### Instruction
Retype the lines below word for word, leaving out the pictures.

(Annotation data based on points)

>>>

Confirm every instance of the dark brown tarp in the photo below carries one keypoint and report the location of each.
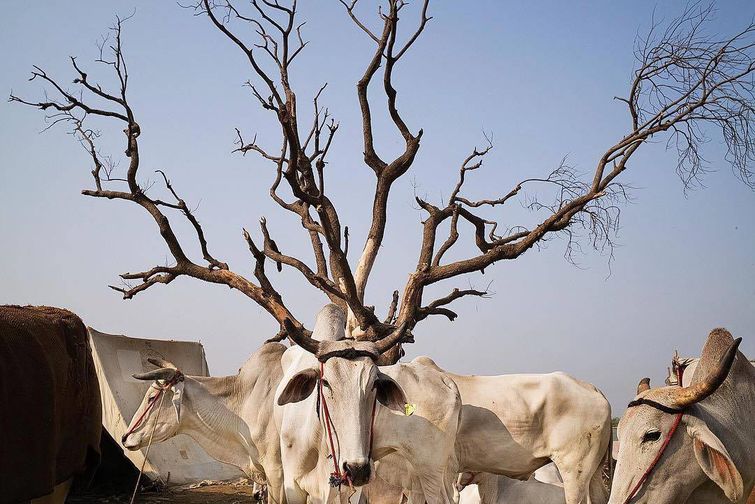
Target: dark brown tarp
(50, 413)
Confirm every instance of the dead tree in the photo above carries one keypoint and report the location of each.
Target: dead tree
(686, 85)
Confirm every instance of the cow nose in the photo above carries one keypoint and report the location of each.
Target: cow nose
(358, 472)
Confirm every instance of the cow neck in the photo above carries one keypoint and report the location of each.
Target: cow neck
(211, 407)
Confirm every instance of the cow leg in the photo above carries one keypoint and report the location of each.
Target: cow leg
(275, 488)
(435, 488)
(598, 491)
(58, 495)
(294, 494)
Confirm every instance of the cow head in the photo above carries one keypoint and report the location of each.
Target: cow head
(160, 410)
(350, 383)
(694, 454)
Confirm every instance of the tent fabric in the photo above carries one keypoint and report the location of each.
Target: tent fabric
(49, 402)
(179, 460)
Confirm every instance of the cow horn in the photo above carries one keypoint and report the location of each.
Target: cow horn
(297, 335)
(687, 396)
(161, 363)
(157, 374)
(643, 386)
(395, 337)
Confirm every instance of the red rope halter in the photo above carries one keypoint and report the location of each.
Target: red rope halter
(152, 402)
(649, 470)
(337, 477)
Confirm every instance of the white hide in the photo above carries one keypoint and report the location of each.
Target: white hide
(514, 424)
(231, 417)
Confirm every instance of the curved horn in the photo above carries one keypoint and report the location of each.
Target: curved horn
(687, 396)
(161, 363)
(157, 374)
(297, 335)
(395, 337)
(643, 386)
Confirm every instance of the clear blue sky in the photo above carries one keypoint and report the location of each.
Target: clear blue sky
(541, 76)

<<<

### Exercise solution
Confirm every instance of the dark brown tarp in the photo below carries one keypoint and report the location of each.
Target: dark brown tarp
(50, 413)
Confirm every instance of the dead tree in the photo above carries one keypoint and report the location of each.
Target: dead tree
(686, 85)
Confirm every instance of the cow nose in the photo above carries one keypoint and report the location of each.
Target: cow nose
(358, 472)
Confirm every instance of the cow neck in the photo above carries one keypoint and report the location of each.
Target: cow neck
(211, 407)
Confirm every instance of the cow leg in the photo above carries one keypoint and report the location of each.
Target: cow leg
(275, 488)
(435, 488)
(598, 491)
(58, 495)
(294, 494)
Confirm every instance of the cow head in the photo above carries one keypoint and report the location of each.
Target: cow head
(160, 410)
(350, 383)
(694, 454)
Confirm every instance of the tent fabric in the photo above carries one keypoint and report the location of each.
Target: tent fabric
(49, 402)
(179, 460)
Confirm every instance of the cow horn in the photo above carries one keypoint and report the location of each.
Target: cow horn
(297, 335)
(687, 396)
(161, 363)
(157, 374)
(643, 386)
(395, 337)
Confirm every instance of the red rope halter in the photo above carries one keypoint and report the location of each.
Target: red rope halter
(152, 402)
(649, 470)
(337, 477)
Confirm every instance of the white hide in the photo above carries one keypoint and report the location of each.
Target: white hide
(514, 424)
(231, 417)
Confirm every instance of the curved horn in the photo above carries one keypoint and report the location of each.
Target: curved horn
(687, 396)
(161, 363)
(157, 374)
(297, 335)
(395, 337)
(643, 386)
Confirm every instance of the clear blue sky in the photo above carries one keypoint and report the location of each.
Target: clear blue sky
(541, 76)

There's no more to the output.